### What you will do
1. List the members of Silversun Pickups named in the concert review.
2. According to the concert review, where is Cold War Kids from?
3. Reproduce the concert review from "SoCal alt-rockers Silversun" up to and including "to the show.".

Death Cab is touring in support of its latest EP, The Blue, and included new track “Kids In ’99.” The bluesy shuffle provided an interesting departure from the other songs, with the song’s riffs shining through.
The band continued through the trio of “Northern Lights” and “Cath…” before closing out with standards “Soul Meets Body” and “Transatlanticism.” Fans seemed to take all of the ups and downs in stride, showing appreciation for an overall impressive performance with a healthy dose of applause.
SoCal alt-rockers Silversun Pickups brought the daily dose of sonic experimentation to Sonoma Harvest. Singer-guitarist Brian Aubert brought an expansive array of guitar effects, fuzz tones and trippy distortions that lifted the band’s hourlong set. Bassist Nikki Monninger provided low end support and mixed in backing vocals to round out keyboardist Joe Lester’s atmospherics and Chris Guaniao’s fast-paced drumming.
“Hello, my friend/ It’s nice to see you again,” Aubert sang in the opening lyrics of “Neon Wound,” as if giving the audience a collective welcome to the show.
The band rolled through “It Doesn’t Matter Why” and “Common Reactor,” before diving into the explosive and bouncy “Panic Switch.” Aubert and Monninger played off each other to create an explosive vocal interplay. Aubert went extra trippy on the exploratory “Freakazoid,” playing a choppy guitar rhythm on top of a driving beat.
“Did everyone remember sunscreen?” he asked, wagging his finger at the sun-drenched crowd.
The band continued rolling through “The Royal We,” “Circadian Rhythm (Last Dance)” and “Dots and Dashes (Enough is Enough)” before concluding with “Nightlight” and the crowd-pleasing “Lazy Eye.”
One of the mid-afternoon highlights belonged to Long Beach rockers Cold War Kids. The band’s piano-driven soul rock was buoyed by frontman Nathan Willett’s smooth vocals. The band showcased some the new material its been working on in the past months. Opening with the infectious “Love is Mystical,” the band mixed in an eclectic array of influences over a canvas of rock and roll.
Hits like “Hang Me Out to Dry” and “So Tied Up” were well-received by the crowd. Guitarist David Quon traded in riffs to explore the upper register of his instrument, mixing in atmospheric tones over Willett’s bluesy vocals.
The band’s new material was a natural extension of its sound on songs like “Complainer,” “Calm Your Nerves” and “Dirt In My Eye.” Willett has an unassuming talent. As a multi-instrumentalist, he’d strap on a guitar for a handful of songs and then sit down behind the keyboard for a handful others, attacking it with the same vigor.

### Saved entries
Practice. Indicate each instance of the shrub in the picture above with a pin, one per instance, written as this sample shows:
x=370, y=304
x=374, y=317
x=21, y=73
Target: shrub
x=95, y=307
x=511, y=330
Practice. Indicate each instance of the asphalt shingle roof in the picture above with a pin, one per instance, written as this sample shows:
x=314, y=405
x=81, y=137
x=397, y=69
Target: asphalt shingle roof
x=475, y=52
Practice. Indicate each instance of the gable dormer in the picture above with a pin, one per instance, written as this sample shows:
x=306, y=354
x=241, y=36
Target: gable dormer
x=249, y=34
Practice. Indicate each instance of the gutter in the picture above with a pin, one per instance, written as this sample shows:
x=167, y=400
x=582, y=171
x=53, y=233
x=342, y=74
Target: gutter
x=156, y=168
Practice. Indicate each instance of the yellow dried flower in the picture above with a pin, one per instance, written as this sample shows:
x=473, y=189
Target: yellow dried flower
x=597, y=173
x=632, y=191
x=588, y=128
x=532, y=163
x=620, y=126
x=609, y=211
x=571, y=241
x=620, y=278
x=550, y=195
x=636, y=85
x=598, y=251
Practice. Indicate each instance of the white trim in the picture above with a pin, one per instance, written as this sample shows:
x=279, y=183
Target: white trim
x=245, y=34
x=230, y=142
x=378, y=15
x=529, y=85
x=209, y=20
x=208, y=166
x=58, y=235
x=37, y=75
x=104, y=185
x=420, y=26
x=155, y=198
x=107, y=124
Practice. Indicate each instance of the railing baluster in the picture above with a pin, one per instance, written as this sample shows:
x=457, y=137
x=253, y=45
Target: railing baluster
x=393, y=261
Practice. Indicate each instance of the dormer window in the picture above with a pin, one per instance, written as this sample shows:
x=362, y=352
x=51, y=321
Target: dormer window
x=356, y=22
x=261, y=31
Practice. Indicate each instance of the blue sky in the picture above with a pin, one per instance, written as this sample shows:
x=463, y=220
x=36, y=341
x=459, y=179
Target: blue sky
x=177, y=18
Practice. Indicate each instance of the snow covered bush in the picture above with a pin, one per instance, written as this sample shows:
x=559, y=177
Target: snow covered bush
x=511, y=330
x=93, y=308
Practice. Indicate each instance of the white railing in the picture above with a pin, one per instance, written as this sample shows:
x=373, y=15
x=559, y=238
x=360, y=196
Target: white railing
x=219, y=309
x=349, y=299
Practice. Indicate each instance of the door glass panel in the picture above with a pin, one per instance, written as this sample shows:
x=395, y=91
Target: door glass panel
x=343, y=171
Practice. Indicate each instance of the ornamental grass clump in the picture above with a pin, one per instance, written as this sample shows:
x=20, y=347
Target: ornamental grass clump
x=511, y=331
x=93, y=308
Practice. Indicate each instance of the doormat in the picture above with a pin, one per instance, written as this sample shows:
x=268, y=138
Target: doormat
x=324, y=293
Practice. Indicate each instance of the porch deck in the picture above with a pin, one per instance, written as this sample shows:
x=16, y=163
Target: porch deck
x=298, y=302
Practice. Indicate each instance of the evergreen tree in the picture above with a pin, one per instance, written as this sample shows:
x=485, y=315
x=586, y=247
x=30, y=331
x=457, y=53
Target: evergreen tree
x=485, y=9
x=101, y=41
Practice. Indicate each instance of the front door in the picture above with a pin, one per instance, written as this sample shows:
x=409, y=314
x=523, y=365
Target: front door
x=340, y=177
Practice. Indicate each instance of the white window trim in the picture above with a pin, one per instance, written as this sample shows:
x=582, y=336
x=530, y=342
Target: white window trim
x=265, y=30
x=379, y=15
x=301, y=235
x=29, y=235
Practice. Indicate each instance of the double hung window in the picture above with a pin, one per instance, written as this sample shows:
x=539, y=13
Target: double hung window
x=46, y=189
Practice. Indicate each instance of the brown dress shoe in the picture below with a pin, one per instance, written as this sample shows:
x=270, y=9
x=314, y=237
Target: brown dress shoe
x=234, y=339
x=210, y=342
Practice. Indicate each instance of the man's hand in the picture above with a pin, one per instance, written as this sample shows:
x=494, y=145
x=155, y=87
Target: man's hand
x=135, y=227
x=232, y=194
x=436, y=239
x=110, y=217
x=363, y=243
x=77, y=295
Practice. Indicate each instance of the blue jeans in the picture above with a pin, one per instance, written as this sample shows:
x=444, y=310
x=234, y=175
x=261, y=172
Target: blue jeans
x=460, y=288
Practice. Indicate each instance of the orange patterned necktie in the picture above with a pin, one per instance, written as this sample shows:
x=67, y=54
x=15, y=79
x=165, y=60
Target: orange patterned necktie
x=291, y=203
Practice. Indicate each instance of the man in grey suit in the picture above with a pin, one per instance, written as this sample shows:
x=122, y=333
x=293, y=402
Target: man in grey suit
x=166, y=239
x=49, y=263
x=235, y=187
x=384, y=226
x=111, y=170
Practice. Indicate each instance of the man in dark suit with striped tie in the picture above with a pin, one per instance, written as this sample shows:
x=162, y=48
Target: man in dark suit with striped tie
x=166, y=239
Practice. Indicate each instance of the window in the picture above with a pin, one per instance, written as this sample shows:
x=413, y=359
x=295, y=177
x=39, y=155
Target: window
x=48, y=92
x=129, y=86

### Solutions per task
1. Brian Aubert, Nikki Monninger, Joe Lester, Chris Guaniao

2. Long Beach

3.
SoCal alt-rockers Silversun Pickups brought the daily dose of sonic experimentation to Sonoma Harvest. Singer-guitarist Brian Aubert brought an expansive array of guitar effects, fuzz tones and trippy distortions that lifted the band’s hourlong set. Bassist Nikki Monninger provided low end support and mixed in backing vocals to round out keyboardist Joe Lester’s atmospherics and Chris Guaniao’s fast-paced drumming.
“Hello, my friend/ It’s nice to see you again,” Aubert sang in the opening lyrics of “Neon Wound,” as if giving the audience a collective welcome to the show.